**DATA SHOWN**
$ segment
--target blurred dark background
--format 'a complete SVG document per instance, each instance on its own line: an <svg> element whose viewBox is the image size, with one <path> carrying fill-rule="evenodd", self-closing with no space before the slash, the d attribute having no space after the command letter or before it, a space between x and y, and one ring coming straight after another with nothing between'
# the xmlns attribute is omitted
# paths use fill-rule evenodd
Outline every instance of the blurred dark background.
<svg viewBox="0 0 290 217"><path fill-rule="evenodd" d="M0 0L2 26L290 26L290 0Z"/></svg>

**GIVEN INSTRUCTION**
Copy these lines verbatim.

**RESULT OF THIS EXERCISE**
$ segment
--target blurred dark background
--format 'a complete SVG document per instance, each instance on its own line: an <svg> element whose viewBox is the image size, with one <path> carrying fill-rule="evenodd", self-closing with no space before the slash, the d attribute having no space after the command letter or before it, a space between x and y, and one ring coming straight after another with nothing between'
# the xmlns attribute is omitted
# paths use fill-rule evenodd
Outline every instance of the blurred dark background.
<svg viewBox="0 0 290 217"><path fill-rule="evenodd" d="M0 0L2 26L290 26L290 0Z"/></svg>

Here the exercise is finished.